Sunday, April 23, 2017

Archetype: Dreamy Hero/Heroine

A common archetype in Japanese manga and light novels is the dreamy hero/heroine.

This type exists in American literature, television, and film. Generally speaking, however, happy go-lucky optimists alongside tough authority figures are somewhat more common--think Kaylee and Mal on Firefly. Or, to reverse the genders, Wash and Zoe. (Follow the link for manga examples.)

That is, American entertainment tends to favor the active, quippy type. Dreamy heroes or heroines are often entirely dreamy or eccentric--Phoebe on Friends--or savant-like--Cassandra on Librarians.

The dreamy Japanese hero or heroine, however, is almost always non-eccentric as well as quite competent job-wise--despite his or her "quiet spells." Wataru from Only the Ring Finger Knows is a hard-working student. Ryo from Fake is a reliable cop. On the shojo side, artist Kira from Mars is perceived by other students as somewhat more eccentric and savant-like than her male counterparts. Nevertheless, her "normalizing" as Rei's girlfriend is presented as a positive, especially since it doesn't negate her pensive nature.

RECORD SET

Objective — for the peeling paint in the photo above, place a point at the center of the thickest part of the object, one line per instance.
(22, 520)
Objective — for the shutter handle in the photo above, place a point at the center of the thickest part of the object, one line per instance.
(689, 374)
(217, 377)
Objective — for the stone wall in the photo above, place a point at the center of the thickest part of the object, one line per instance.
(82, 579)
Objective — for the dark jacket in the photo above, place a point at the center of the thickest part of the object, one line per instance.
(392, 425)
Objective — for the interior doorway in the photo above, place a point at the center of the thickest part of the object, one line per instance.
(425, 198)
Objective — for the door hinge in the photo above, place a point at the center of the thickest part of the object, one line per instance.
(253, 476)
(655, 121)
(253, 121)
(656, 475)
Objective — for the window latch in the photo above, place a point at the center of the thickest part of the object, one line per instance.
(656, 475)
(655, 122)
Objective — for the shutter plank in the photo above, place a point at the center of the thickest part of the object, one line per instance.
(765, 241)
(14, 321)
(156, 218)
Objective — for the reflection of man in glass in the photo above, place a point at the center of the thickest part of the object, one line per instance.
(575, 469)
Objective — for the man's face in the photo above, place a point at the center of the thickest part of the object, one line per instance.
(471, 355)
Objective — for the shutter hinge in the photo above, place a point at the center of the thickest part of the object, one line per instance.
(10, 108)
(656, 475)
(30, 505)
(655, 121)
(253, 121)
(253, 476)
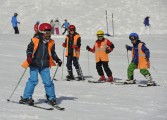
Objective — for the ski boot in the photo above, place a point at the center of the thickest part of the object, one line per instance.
(102, 79)
(52, 102)
(80, 75)
(110, 79)
(70, 77)
(28, 101)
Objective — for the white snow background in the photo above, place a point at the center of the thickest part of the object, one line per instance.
(83, 100)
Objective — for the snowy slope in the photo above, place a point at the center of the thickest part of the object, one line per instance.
(88, 16)
(82, 100)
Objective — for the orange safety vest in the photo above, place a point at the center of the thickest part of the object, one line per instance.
(142, 62)
(100, 52)
(76, 52)
(36, 42)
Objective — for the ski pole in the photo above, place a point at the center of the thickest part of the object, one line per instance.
(80, 70)
(127, 57)
(113, 24)
(55, 72)
(63, 64)
(17, 84)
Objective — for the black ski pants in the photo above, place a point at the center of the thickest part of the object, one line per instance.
(105, 66)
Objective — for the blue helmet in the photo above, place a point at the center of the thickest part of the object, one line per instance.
(133, 36)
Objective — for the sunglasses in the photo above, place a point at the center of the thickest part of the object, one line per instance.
(46, 32)
(132, 38)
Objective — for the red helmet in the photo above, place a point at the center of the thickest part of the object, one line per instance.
(45, 27)
(71, 28)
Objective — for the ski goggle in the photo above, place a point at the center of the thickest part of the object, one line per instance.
(46, 32)
(100, 35)
(132, 38)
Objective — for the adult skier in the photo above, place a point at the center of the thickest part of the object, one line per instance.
(36, 27)
(140, 60)
(14, 23)
(102, 48)
(146, 22)
(40, 56)
(72, 44)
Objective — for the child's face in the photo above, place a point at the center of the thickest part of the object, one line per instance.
(133, 41)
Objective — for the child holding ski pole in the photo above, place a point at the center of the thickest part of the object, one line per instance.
(40, 56)
(101, 49)
(140, 60)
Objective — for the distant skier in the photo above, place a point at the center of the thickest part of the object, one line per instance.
(57, 25)
(40, 57)
(140, 59)
(65, 26)
(146, 22)
(36, 27)
(53, 25)
(73, 44)
(101, 49)
(14, 23)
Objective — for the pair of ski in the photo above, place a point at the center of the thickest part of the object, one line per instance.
(118, 81)
(44, 108)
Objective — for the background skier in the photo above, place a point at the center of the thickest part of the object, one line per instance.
(40, 56)
(65, 26)
(72, 44)
(101, 49)
(140, 59)
(14, 23)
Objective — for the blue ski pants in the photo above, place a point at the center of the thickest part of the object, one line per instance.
(33, 81)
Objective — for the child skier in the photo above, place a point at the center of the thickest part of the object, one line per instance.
(140, 60)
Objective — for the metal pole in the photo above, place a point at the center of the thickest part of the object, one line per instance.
(17, 84)
(113, 24)
(55, 72)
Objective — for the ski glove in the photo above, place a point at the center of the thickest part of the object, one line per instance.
(59, 62)
(29, 58)
(64, 44)
(108, 51)
(87, 48)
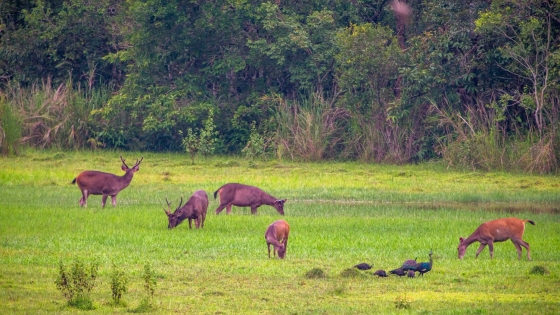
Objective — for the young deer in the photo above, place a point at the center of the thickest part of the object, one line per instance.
(106, 184)
(497, 231)
(277, 235)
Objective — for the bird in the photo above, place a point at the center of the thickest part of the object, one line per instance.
(363, 266)
(409, 264)
(380, 273)
(424, 267)
(399, 272)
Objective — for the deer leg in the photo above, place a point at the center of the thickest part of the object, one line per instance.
(480, 248)
(220, 208)
(491, 248)
(83, 200)
(103, 200)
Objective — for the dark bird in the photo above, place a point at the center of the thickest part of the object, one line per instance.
(399, 272)
(363, 266)
(380, 273)
(410, 264)
(424, 267)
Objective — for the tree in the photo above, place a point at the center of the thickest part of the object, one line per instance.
(528, 37)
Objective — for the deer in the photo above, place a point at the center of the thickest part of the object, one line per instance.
(234, 194)
(277, 234)
(497, 231)
(195, 209)
(106, 184)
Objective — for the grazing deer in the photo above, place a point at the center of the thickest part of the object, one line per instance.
(195, 209)
(240, 195)
(277, 234)
(106, 184)
(497, 231)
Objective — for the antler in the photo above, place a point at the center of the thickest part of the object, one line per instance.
(180, 203)
(138, 162)
(124, 162)
(168, 206)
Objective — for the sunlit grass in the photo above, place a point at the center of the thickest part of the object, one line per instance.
(340, 214)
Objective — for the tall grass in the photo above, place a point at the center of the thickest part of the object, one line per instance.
(310, 129)
(10, 128)
(56, 117)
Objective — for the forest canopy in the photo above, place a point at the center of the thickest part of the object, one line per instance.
(475, 83)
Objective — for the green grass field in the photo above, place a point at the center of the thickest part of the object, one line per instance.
(340, 214)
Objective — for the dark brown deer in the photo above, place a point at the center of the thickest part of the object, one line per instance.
(240, 195)
(497, 231)
(195, 209)
(106, 184)
(277, 234)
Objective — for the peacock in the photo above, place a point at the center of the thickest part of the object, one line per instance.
(363, 266)
(380, 273)
(424, 267)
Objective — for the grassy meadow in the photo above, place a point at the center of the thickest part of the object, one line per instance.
(340, 214)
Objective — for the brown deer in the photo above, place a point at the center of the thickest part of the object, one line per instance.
(106, 184)
(277, 234)
(240, 195)
(497, 231)
(195, 209)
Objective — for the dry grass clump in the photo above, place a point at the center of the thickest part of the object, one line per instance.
(315, 273)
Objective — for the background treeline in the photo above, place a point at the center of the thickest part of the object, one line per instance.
(473, 82)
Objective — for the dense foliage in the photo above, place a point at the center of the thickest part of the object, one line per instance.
(475, 83)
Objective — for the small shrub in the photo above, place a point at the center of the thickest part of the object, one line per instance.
(10, 129)
(340, 289)
(256, 147)
(315, 273)
(119, 283)
(150, 283)
(202, 140)
(402, 302)
(77, 283)
(539, 270)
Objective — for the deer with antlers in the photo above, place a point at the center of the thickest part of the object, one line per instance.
(106, 184)
(195, 209)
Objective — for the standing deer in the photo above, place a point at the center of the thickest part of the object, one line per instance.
(195, 209)
(106, 184)
(277, 234)
(497, 231)
(240, 195)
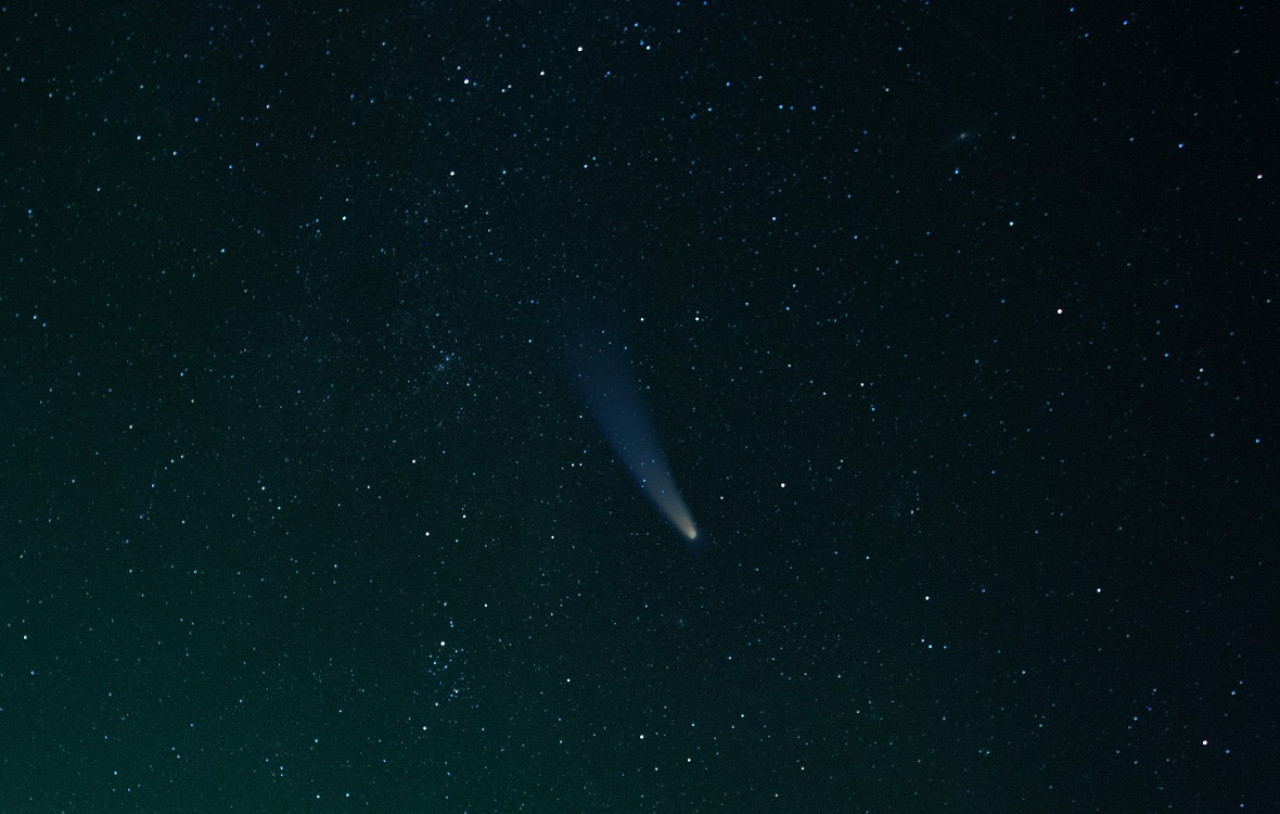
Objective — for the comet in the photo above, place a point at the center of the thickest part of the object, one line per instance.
(600, 371)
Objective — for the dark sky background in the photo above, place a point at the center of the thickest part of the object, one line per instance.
(958, 324)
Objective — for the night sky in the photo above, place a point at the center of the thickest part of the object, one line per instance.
(956, 324)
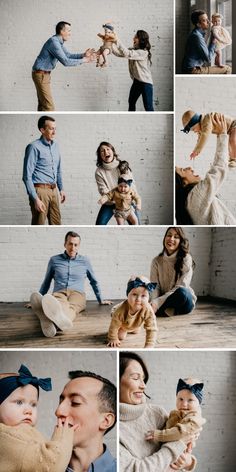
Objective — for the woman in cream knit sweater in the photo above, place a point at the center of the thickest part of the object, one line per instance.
(173, 270)
(106, 175)
(137, 417)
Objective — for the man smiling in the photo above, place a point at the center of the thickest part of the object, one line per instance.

STATED EXERCISE 1
In the blog post on the dreamy hero/heroine archetype, what is Ryo from Fake said to be?
STATED EXERCISE 2
Copy out the part of the dreamy hero/heroine post between "Archetype: Dreamy Hero/Heroine" and "savant-like--Cassandra on Librarians.", inclusive.

EXERCISE RESULT 1
A reliable cop.

EXERCISE RESULT 2
Archetype: Dreamy Hero/Heroine

A common archetype in Japanese manga and light novels is the dreamy hero/heroine.

This type exists in American literature, television, and film. Generally speaking, however, happy go-lucky optimists alongside tough authority figures are somewhat more common--think Kaylee and Mal on Firefly. Or, to reverse the genders, Wash and Zoe. (Follow the link for manga examples.)

That is, American entertainment tends to favor the active, quippy type. Dreamy heroes or heroines are often entirely dreamy or eccentric--Phoebe on Friends--or savant-like--Cassandra on Librarians.